*** Opening DOCUMENT EXTRACT ***
The cooperative is going to have a full-time employee based in China, he adds, who might be the first of several staff based in the Asian superpower.

"It's about a commitment to China and a commitment to understanding what the Chinese Government and Chinese consumers expect from a quality food supplier."

Synlait, which will carry out an initial public offering on the NZX this month designed to raise up to $120 million, already produces a baby milk brand - Pure Canterbury - marketed in China by its majority shareholder, Bright Dairy. The Canterbury-based dairy processor also exports formula base powder to China. Synlait chief executive John Penno says the company is supportive of the changes being made in the Chinese formula trade. "Anything they can do to drive quality into the industry we see as very good from our point of view, particularly for us because we feel that we are part of that play with a large Chinese shareholder."

Penno doesn't think the Chinese Government's plans to rebuild its domestic formula industry present a challenge to New Zealand exporters.

"I think we continue to have a strong future and I don't think there's any significant threat from them continuing to rebuild their infant formula industry locally," Penno says. "We've got an FTA [Free Trade Agreement] in place with zero tariffs and a good reputation in China in terms of brand New Zealand."
*** Closing DOCUMENT EXTRACT ***
*** Opening DATA FOR REVIEW ***
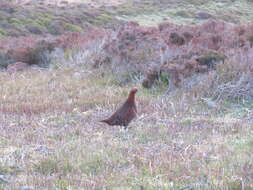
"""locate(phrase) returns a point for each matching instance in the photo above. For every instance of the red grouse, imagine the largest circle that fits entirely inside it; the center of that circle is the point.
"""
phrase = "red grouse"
(126, 113)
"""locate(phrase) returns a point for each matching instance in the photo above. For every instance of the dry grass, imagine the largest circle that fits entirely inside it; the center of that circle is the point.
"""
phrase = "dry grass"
(51, 137)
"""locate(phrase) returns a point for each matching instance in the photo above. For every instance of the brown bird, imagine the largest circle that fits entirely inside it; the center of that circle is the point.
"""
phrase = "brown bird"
(126, 113)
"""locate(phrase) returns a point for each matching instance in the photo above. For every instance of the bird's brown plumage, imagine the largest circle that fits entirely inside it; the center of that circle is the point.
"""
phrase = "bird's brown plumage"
(126, 113)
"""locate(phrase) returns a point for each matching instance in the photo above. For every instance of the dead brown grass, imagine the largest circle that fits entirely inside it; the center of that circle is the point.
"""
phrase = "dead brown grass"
(51, 136)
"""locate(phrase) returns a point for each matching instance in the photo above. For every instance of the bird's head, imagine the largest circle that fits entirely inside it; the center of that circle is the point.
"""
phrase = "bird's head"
(134, 90)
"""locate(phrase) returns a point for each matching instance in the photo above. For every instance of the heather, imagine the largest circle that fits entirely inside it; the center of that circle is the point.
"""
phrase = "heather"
(193, 69)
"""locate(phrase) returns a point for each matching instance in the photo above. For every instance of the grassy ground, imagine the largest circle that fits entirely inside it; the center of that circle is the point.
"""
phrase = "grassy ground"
(51, 137)
(49, 17)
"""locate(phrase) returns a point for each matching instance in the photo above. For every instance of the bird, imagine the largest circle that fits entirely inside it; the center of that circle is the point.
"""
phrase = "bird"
(126, 113)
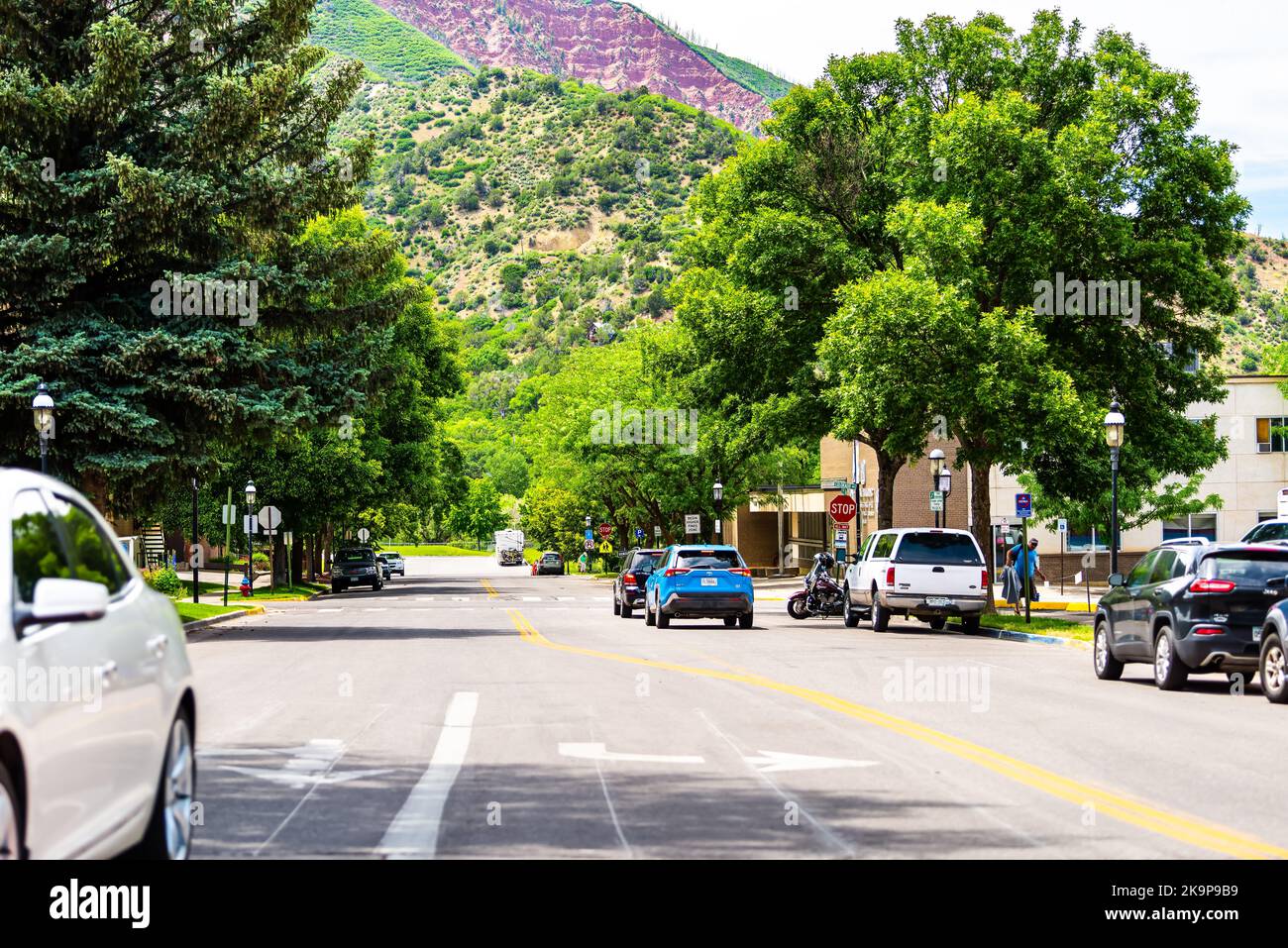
*** Closing DATA FOR REVIEW ***
**YOUR TASKS:**
1. Copy the passage on Synlait and China's infant formula trade word for word, from "Synlait, which will" up to and including "New Zealand exporters.".
2. Summarize the passage on Synlait and China's infant formula trade in two sentences.
3. Write what comes next in the passage on Synlait and China's infant formula trade, picking up after its final sentence.

**EXERCISE RESULTS:**
1.
Synlait, which will carry out an initial public offering on the NZX this month designed to raise up to $120 million, already produces a baby milk brand - Pure Canterbury - marketed in China by its majority shareholder, Bright Dairy. The Canterbury-based dairy processor also exports formula base powder to China. Synlait chief executive John Penno says the company is supportive of the changes being made in the Chinese formula trade. "Anything they can do to drive quality into the industry we see as very good from our point of view, particularly for us because we feel that we are part of that play with a large Chinese shareholder."

Penno doesn't think the Chinese Government's plans to rebuild its domestic formula industry present a challenge to New Zealand exporters.

2. Synlait, which plans an initial public offering on the NZX this month to raise up to $120 million, already produces the Pure Canterbury baby milk brand, marketed in China by majority shareholder Bright Dairy, and exports formula base powder to China. Chief executive John Penno supports the changes in the Chinese formula trade and sees no significant threat from China rebuilding its domestic industry, pointing to a zero-tariff FTA and New Zealand's good reputation in China.

3.
China's Premier, Li Keqiang, revealed in May that Beijing would step up monitoring of imported formula and "nurture" the development of domestic brands, including through the restructuring of Chinese dairy corporations.

Government-backed China Mengniu Dairy's US$1.6 billion offer to purchase of Yashili International, a Hong Kong-listed baby milk maker that is going to spend more than $200 million establishing a plant here, is one of the first examples of that restructuring.

Quin says doing business in China doesn't come without its risks. "But it also comes with rewards and in market demand scenario continues to grow."

The Chinese infant formula market is predicted to double to US$25 billion by 2017, partly as a result of reduced breastfeeding as increasing numbers of mothers enter the workforce, according to market research firm Euromonitor.

NZ infant formula exports are estimated to be worth $600 million annually, with around $170 million of that going to China, according to Food Safety Minister Nikki Kaye. They have grown rapidly in the wake of the 2008 melamine scandal as demands for imported brands skyrocketed.

But the sector has had a rocky ride this year with China's state-run CCTV broadcasting critical stories about NZ baby milk products, which raised questions about manufacturing processes and false claims some brands were making in Chinese marketing.

Talking to TVNZ's Q&A programme last month, Trade Minister Tim Groser admitted that this country wasn't keeping up with developments in its trade relationship with China. "When you have exports triple in five years you've got to ask yourself, 'Are we running fast enough to keep up with these developments?' And I think the answer is no - we've some more work to do," he said. "I think we are in reasonable shape but there is a broader challenge out there and we've got to lift our game."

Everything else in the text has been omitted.